- [REQUIRED WORK]
Retype the stretch of rows below from the line containing "Note to the class: find each instance of the blue road" through the last row, keeping every character unchanged.

- [INFORMATION GIVEN]
## begin

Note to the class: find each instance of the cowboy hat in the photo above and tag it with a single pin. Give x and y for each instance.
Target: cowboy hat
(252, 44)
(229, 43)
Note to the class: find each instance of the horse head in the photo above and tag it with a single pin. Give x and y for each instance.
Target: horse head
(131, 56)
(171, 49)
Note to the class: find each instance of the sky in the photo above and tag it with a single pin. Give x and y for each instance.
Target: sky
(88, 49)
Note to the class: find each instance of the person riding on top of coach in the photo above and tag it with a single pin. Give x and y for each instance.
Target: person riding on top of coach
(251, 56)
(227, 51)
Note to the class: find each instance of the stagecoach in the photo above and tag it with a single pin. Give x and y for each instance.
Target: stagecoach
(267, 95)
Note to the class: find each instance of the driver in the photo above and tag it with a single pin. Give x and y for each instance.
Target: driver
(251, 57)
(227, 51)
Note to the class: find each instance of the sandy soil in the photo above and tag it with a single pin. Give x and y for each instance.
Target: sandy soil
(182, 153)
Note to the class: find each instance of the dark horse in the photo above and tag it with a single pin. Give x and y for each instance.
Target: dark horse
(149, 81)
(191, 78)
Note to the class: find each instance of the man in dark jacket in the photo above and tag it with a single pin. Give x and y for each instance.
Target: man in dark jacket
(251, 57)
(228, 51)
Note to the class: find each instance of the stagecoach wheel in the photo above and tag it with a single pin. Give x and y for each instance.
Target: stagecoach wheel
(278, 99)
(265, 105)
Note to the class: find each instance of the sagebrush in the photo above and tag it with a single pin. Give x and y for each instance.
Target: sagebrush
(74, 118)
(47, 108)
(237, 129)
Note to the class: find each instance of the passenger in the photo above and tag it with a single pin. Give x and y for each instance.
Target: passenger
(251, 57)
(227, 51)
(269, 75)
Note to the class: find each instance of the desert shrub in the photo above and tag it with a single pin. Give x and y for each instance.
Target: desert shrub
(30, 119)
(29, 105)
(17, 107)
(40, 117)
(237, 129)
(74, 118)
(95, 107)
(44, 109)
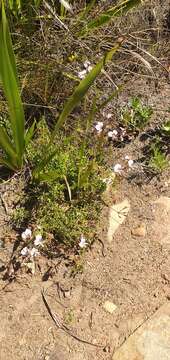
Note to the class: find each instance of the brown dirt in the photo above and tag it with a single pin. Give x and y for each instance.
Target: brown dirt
(134, 274)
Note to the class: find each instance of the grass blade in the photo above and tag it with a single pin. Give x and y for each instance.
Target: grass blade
(8, 76)
(7, 146)
(83, 87)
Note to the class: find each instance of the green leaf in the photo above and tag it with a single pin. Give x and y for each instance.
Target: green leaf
(29, 133)
(83, 87)
(8, 76)
(6, 144)
(115, 11)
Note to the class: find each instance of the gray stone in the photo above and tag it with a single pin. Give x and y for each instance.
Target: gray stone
(151, 341)
(117, 216)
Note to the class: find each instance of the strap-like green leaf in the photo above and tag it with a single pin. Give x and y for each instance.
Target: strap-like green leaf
(8, 76)
(83, 87)
(115, 11)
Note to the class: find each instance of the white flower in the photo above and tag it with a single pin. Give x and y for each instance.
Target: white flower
(66, 4)
(82, 243)
(26, 234)
(90, 67)
(86, 64)
(117, 168)
(109, 116)
(34, 252)
(24, 251)
(82, 74)
(99, 126)
(108, 181)
(38, 240)
(115, 132)
(110, 134)
(130, 163)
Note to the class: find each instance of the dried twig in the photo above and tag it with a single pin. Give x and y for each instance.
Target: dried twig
(59, 323)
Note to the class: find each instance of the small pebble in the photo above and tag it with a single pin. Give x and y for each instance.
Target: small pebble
(139, 231)
(109, 307)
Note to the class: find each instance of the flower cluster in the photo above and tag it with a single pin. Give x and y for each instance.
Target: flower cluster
(118, 135)
(99, 127)
(118, 168)
(83, 243)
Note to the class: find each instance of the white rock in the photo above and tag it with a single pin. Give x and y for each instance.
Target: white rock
(109, 307)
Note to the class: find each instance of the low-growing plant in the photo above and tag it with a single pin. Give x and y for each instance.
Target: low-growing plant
(67, 192)
(158, 160)
(136, 115)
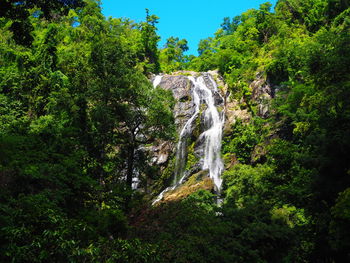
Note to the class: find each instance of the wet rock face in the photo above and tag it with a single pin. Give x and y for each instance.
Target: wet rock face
(198, 113)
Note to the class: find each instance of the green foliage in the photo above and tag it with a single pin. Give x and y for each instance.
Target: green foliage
(76, 109)
(171, 56)
(241, 141)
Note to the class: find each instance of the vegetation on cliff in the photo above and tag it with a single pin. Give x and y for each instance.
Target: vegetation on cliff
(77, 108)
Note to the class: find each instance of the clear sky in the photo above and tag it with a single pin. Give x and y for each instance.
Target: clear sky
(190, 19)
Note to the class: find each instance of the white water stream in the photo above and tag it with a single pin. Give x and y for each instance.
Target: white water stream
(214, 121)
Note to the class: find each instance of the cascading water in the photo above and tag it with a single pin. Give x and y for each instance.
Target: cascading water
(203, 92)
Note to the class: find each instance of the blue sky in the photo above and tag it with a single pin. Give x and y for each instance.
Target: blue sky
(189, 19)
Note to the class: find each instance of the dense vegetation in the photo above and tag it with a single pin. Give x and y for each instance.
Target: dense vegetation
(76, 106)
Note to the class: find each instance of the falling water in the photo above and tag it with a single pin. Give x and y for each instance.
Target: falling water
(214, 122)
(157, 80)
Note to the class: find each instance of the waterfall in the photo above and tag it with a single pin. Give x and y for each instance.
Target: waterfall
(203, 93)
(157, 80)
(214, 121)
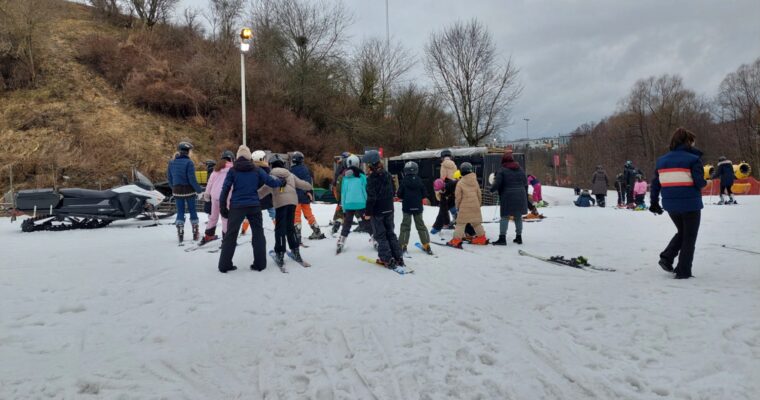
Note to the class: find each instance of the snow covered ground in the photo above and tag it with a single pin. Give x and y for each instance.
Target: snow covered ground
(123, 313)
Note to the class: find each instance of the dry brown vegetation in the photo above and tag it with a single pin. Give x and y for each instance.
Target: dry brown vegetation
(74, 124)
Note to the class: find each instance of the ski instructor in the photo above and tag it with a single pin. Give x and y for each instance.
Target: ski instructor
(679, 176)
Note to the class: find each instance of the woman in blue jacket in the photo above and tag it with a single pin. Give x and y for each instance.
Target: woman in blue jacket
(185, 189)
(680, 177)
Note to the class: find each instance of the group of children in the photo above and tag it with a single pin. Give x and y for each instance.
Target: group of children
(242, 185)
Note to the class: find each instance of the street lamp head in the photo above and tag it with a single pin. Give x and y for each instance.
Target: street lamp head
(246, 34)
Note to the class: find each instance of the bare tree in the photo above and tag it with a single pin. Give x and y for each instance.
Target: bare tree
(223, 16)
(21, 41)
(378, 67)
(309, 36)
(656, 107)
(190, 17)
(739, 102)
(463, 63)
(151, 12)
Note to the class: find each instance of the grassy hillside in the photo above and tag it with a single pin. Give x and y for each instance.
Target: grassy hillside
(75, 124)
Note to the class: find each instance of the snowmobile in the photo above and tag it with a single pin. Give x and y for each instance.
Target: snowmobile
(65, 209)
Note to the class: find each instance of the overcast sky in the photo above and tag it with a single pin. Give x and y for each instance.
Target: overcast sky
(578, 58)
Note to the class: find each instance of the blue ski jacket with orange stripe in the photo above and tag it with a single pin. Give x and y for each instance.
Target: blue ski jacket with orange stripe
(680, 177)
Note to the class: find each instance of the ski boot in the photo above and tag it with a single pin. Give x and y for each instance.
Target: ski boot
(297, 255)
(341, 243)
(316, 234)
(208, 236)
(479, 240)
(501, 242)
(298, 233)
(336, 226)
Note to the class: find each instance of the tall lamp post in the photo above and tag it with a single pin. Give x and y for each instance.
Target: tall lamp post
(245, 44)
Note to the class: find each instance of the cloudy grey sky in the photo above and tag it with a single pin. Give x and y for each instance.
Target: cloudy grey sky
(578, 58)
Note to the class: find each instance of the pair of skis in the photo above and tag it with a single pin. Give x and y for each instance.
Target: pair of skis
(292, 256)
(577, 262)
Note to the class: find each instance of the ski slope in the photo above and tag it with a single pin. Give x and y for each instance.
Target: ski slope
(123, 313)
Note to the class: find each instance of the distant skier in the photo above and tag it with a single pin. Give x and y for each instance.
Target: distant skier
(468, 199)
(240, 191)
(725, 172)
(584, 200)
(679, 176)
(285, 200)
(629, 177)
(211, 195)
(619, 187)
(411, 191)
(301, 171)
(511, 184)
(538, 199)
(640, 192)
(259, 158)
(185, 189)
(380, 211)
(599, 184)
(340, 167)
(353, 197)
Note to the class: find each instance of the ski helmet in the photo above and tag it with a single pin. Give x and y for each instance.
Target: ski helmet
(228, 155)
(465, 168)
(184, 147)
(276, 161)
(371, 157)
(258, 156)
(297, 158)
(353, 161)
(411, 168)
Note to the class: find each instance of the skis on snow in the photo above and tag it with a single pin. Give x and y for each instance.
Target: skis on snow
(377, 262)
(577, 262)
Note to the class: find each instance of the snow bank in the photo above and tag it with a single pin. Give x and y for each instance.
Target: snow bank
(124, 313)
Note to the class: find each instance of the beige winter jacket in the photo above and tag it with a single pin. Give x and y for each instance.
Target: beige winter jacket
(286, 195)
(468, 200)
(448, 168)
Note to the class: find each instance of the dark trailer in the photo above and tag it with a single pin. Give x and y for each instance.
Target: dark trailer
(484, 160)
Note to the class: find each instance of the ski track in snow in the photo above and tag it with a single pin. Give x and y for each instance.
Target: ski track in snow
(124, 313)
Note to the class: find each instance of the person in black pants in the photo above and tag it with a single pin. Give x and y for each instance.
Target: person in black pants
(680, 177)
(379, 210)
(240, 186)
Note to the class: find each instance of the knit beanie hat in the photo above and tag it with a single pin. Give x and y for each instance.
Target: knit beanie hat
(244, 151)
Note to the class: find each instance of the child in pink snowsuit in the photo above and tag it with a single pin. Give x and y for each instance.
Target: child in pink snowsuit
(212, 193)
(536, 188)
(640, 191)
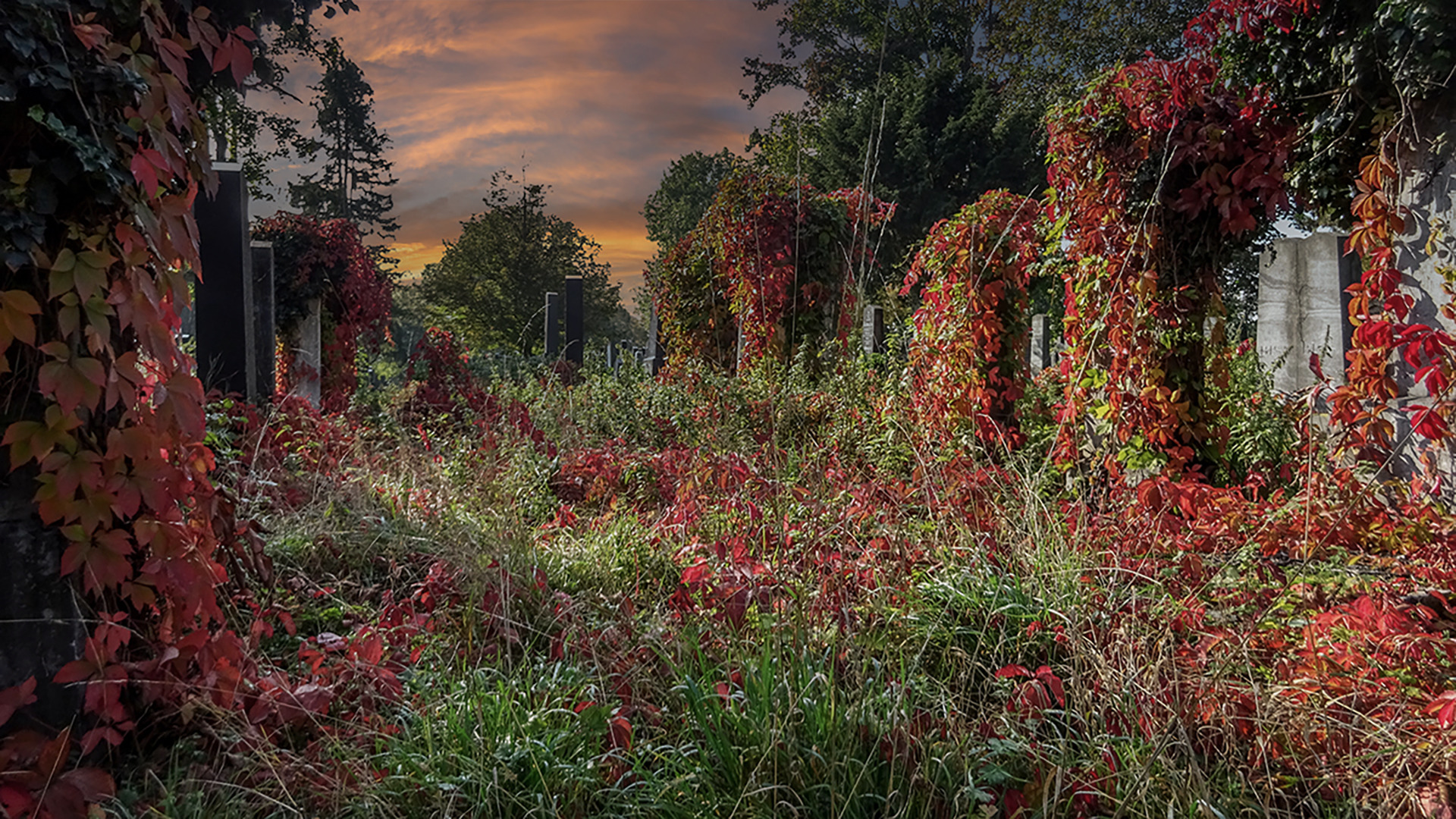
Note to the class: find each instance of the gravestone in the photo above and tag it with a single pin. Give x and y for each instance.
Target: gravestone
(224, 289)
(655, 352)
(1038, 347)
(1426, 251)
(552, 325)
(41, 626)
(873, 337)
(576, 341)
(308, 354)
(265, 340)
(1304, 306)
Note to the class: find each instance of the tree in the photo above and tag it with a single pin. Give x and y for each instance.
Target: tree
(685, 193)
(932, 139)
(356, 174)
(491, 284)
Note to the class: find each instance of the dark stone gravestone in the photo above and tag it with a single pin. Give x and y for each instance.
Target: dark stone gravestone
(224, 325)
(552, 325)
(265, 341)
(1038, 347)
(41, 626)
(655, 352)
(576, 341)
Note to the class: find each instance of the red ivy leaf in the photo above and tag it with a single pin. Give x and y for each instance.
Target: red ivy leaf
(15, 698)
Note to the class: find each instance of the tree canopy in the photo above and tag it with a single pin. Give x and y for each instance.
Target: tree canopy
(934, 139)
(685, 193)
(356, 174)
(490, 286)
(1036, 50)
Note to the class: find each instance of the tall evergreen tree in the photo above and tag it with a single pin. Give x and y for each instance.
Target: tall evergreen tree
(491, 283)
(354, 175)
(685, 193)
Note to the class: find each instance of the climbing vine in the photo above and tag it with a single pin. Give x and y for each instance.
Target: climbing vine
(970, 333)
(104, 416)
(328, 261)
(772, 259)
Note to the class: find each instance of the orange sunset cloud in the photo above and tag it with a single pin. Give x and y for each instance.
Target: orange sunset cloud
(593, 98)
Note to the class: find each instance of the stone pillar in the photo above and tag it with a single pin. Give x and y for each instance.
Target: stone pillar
(576, 340)
(1424, 246)
(265, 335)
(308, 354)
(874, 330)
(1038, 347)
(224, 328)
(655, 352)
(552, 325)
(41, 626)
(1304, 308)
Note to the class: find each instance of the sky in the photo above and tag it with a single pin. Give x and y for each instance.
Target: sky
(593, 98)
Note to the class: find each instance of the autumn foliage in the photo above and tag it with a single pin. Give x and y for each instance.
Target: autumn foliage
(967, 356)
(327, 260)
(1008, 643)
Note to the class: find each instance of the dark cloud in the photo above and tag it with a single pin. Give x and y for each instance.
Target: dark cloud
(598, 98)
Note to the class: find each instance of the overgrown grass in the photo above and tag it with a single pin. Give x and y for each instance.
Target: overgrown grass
(769, 598)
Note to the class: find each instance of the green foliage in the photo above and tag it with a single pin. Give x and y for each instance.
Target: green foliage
(491, 284)
(929, 137)
(1037, 50)
(685, 193)
(1347, 71)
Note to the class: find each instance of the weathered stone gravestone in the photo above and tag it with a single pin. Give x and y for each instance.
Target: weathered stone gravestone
(224, 289)
(306, 346)
(552, 325)
(1038, 347)
(1304, 308)
(873, 331)
(1426, 256)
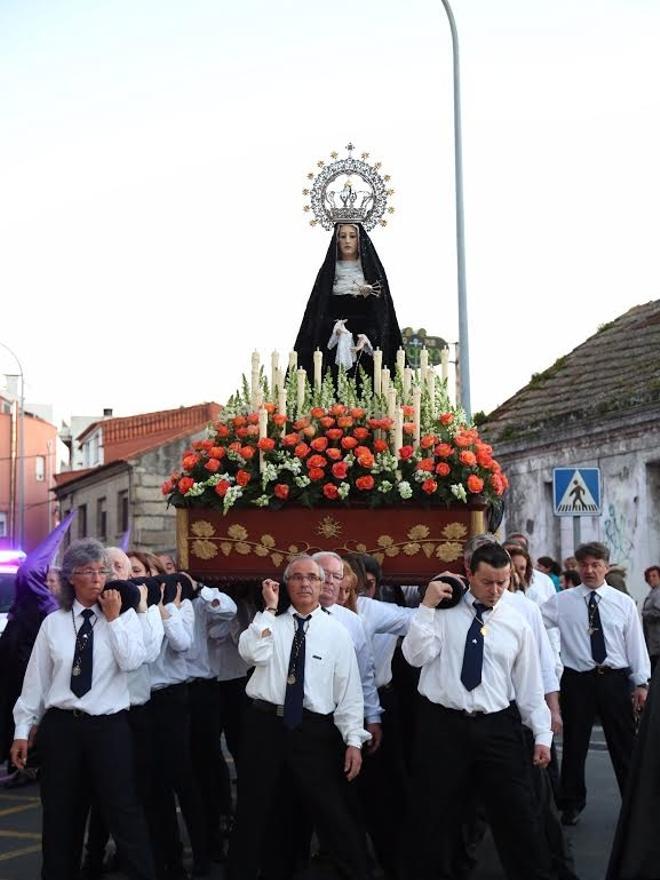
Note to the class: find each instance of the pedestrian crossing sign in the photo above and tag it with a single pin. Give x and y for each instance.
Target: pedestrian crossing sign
(576, 491)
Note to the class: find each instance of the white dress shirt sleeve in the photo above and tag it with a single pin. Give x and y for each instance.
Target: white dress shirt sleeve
(422, 644)
(638, 656)
(526, 678)
(29, 707)
(347, 691)
(256, 642)
(179, 626)
(153, 632)
(126, 641)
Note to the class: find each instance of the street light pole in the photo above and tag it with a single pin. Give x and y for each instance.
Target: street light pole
(20, 536)
(464, 347)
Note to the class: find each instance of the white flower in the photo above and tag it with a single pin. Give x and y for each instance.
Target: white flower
(343, 490)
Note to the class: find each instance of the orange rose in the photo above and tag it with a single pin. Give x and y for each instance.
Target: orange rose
(301, 450)
(340, 470)
(475, 484)
(243, 477)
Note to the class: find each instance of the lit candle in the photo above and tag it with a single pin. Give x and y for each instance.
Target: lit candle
(417, 403)
(398, 431)
(378, 366)
(400, 361)
(263, 432)
(318, 368)
(384, 381)
(274, 369)
(444, 361)
(300, 400)
(391, 403)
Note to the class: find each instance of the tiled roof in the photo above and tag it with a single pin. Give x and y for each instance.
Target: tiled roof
(128, 436)
(615, 370)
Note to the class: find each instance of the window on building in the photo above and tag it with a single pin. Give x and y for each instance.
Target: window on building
(82, 521)
(101, 519)
(122, 511)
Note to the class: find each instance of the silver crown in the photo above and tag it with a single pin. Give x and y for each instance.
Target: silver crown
(366, 204)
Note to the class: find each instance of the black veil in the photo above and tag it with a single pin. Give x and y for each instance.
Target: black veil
(374, 316)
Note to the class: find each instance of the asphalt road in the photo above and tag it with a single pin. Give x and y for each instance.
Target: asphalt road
(20, 818)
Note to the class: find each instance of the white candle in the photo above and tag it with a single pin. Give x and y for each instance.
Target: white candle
(407, 382)
(400, 361)
(391, 403)
(398, 431)
(384, 382)
(274, 369)
(417, 403)
(444, 361)
(378, 366)
(318, 368)
(301, 376)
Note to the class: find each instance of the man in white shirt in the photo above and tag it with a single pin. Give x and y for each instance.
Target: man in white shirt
(604, 656)
(304, 726)
(476, 658)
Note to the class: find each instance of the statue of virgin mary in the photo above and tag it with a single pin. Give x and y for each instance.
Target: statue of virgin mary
(350, 311)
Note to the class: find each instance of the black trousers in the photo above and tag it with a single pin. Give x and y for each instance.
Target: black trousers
(456, 758)
(275, 760)
(174, 775)
(384, 787)
(233, 705)
(89, 756)
(205, 751)
(584, 695)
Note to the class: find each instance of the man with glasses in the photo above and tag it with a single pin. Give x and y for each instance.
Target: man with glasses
(303, 731)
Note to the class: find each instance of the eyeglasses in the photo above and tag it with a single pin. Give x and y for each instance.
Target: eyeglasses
(90, 573)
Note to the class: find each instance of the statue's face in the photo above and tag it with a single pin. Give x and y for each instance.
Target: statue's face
(347, 242)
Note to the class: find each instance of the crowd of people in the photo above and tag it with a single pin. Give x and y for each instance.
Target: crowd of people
(374, 730)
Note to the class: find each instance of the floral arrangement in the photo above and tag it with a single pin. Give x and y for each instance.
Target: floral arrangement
(337, 443)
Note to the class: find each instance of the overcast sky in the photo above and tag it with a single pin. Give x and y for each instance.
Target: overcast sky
(153, 155)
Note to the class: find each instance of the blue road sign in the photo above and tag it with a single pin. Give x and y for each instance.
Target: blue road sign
(576, 491)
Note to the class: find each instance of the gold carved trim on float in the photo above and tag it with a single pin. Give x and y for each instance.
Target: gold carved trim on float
(447, 547)
(206, 543)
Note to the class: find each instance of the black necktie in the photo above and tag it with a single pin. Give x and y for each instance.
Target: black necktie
(473, 656)
(81, 671)
(598, 650)
(295, 682)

## end

- [RESPONSE FOR THIS EXERCISE]
Note to the class: find each instance of the blue road sign in the photo above and tag it with a single pin. Give x and y for each instance.
Target: blue road sign
(576, 491)
Note to the class: find each instance of the gold carved trim on float in the photo above and tag it with a single pin. Give x and y for each instance.
Target: gold carved trim on float
(447, 547)
(206, 543)
Note to the class: find each instance of the black necktie in the photo above and tag it with a single pin. Give x and y for each instance.
Target: black necktie
(473, 656)
(81, 671)
(598, 650)
(295, 682)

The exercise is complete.